Problèmes à résoudre.
- a) Réécrivez le passage de l'article sur la musique iranienne qui commence aux mots « L’histoire de la » et s'arrête après « publiques et familiales. », en remplaçant « ménestrels » par « troubadours ».
- b) Poursuivez, s'il vous plaît, l'article sur la musique iranienne après sa dernière phrase.

Le rôle social de la musique iranienne

Article publié dans l’hebdomadaire Sobh-e Andisheh numéro 330 – le 03 juillet 2021

Fereydoun Farahani: chercheur doctorant en design urbain- titulaire d’un master en architecture

L’histoire de la musique iranienne est pleine de hauts et de bas et de conflits de toutes sortes. Jusqu’aux dernières années de la dynastie Qajar et à l’instauration de l’ère constitutionnelle, cet art était totalement dépendant de la cour et des institutions gouvernementales et était présenté selon les volontés et les goûts du gouvernement. Parmi les classes inférieures de la société, les types les plus populaires et parfois vulgaires de cet art étaient courants, et des musiciens bohémiens, des gitans et des ménestrels étaient présents dans toutes les fêtes publiques et familiales.

Entrées fournies.
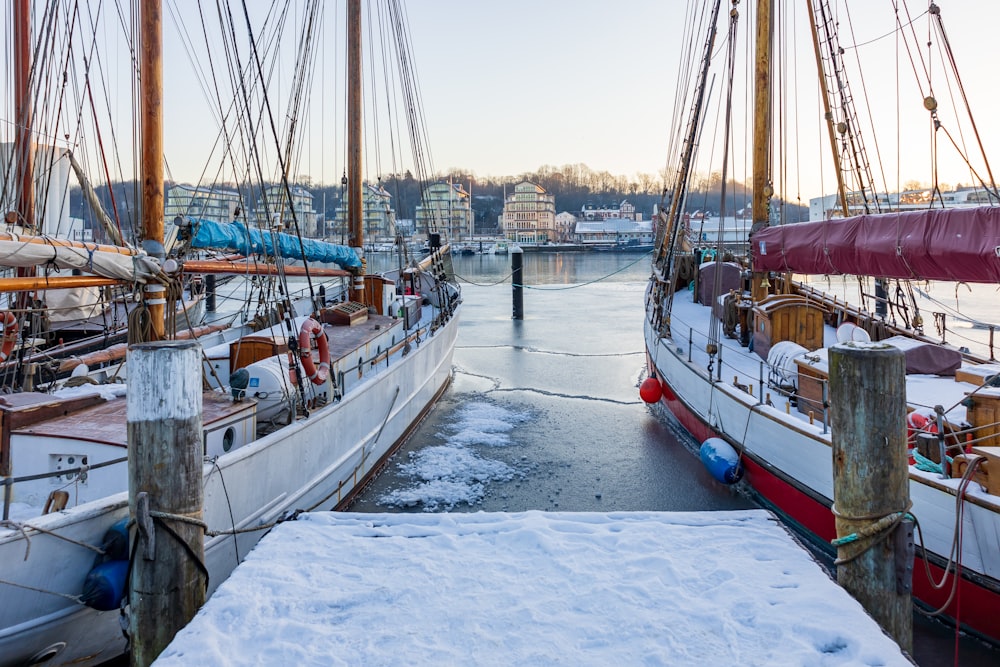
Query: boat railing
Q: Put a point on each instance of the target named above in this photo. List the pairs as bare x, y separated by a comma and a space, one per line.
8, 482
765, 376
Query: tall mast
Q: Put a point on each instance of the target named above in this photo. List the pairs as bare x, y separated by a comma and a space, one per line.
354, 193
825, 94
762, 188
151, 160
23, 150
22, 102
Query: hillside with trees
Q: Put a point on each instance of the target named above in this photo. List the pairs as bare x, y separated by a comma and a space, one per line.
572, 185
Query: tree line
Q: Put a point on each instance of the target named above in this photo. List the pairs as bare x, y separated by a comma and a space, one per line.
573, 187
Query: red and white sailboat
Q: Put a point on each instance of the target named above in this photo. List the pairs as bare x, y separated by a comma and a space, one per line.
740, 358
305, 398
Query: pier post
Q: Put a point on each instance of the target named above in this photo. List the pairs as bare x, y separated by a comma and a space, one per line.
517, 280
165, 451
871, 483
210, 292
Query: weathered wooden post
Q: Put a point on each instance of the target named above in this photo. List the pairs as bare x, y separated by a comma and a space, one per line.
871, 482
210, 292
165, 492
517, 280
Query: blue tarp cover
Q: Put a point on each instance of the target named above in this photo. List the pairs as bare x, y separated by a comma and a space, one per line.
237, 237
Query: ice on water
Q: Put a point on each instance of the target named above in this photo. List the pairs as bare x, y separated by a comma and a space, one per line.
453, 473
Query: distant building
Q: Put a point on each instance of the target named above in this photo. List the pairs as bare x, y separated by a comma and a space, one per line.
446, 207
376, 212
297, 213
623, 210
613, 231
529, 215
210, 203
565, 225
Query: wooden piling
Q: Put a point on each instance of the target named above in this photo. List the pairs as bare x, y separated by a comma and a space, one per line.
165, 454
517, 280
210, 292
871, 481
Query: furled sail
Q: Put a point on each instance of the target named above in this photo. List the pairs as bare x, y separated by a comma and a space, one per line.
956, 244
237, 237
116, 262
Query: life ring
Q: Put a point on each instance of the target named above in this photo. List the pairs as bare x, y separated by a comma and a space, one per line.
312, 329
9, 335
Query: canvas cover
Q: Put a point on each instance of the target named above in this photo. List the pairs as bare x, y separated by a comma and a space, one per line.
237, 237
958, 244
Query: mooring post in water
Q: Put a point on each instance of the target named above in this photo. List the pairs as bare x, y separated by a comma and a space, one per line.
517, 280
165, 450
871, 483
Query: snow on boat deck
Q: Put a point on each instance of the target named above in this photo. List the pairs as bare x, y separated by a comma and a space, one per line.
543, 588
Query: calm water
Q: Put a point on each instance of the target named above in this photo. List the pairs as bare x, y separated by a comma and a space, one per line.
544, 413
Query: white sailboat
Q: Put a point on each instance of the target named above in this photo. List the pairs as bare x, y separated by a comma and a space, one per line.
306, 400
741, 358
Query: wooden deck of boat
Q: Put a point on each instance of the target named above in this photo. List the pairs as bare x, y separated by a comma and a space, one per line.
344, 340
106, 422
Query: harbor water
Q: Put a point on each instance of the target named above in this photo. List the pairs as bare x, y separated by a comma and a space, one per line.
544, 413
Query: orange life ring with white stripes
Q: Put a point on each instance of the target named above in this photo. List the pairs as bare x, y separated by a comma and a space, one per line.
312, 329
9, 335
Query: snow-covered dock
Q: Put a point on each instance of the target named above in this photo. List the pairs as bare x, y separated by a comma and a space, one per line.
543, 588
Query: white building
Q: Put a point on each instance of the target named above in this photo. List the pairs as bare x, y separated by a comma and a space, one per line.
614, 233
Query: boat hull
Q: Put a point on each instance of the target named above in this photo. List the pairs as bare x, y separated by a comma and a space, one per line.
789, 468
317, 463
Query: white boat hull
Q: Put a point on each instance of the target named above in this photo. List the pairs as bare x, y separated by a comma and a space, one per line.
789, 461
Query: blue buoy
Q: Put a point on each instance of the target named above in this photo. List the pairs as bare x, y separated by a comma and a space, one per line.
721, 460
105, 585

En réponse.
- a)
L’histoire de la musique iranienne est pleine de hauts et de bas et de conflits de toutes sortes. Jusqu’aux dernières années de la dynastie Qajar et à l’instauration de l’ère constitutionnelle, cet art était totalement dépendant de la cour et des institutions gouvernementales et était présenté selon les volontés et les goûts du gouvernement. Parmi les classes inférieures de la société, les types les plus populaires et parfois vulgaires de cet art étaient courants, et des musiciens bohémiens, des gitans et des troubadours étaient présents dans toutes les fêtes publiques et familiales.

- b)
Un autre type de musique a également trouvé une opportunité d’émerger dans la société uniquement grâce à la religion, et les rituels religieux tels que Ta’zieh, Noha, Rowzé et la lecture du Coran ont permis la poursuite de cet art. Pendant certaines périodes de l’histoire de l’Iran, la musique (la plupart de ses types) était interdite et déclarée harâm et les musiciens étaient punis de la manière la plus sévère. L’ère safavide est l’une de ces périodes malheureuses pour cet art; à tel point que sous le règne de Shah Tahmasb, cet art fut totalement interdit, et comme témoin de cette période sombre pour l’art de la musique, on cite seulement l’un des décrets de Shah Tahmasb, adressé aux gouverneurs des provinces, en 1555 après JC.:

Et dans les autres maisons de tambour royales (Naqareh Khaneh), qui sont dans des régions sous notre souveraineté, il ne faut plus jouer de clairon ou d’instruments de musique nulle part, et s’il s’avère que quelqu’un a fabriqué un instrument de musique, même s’il s’agit d’un tambourin, c’est un délit (cité par Falsafi, 1985, 1,2: 630).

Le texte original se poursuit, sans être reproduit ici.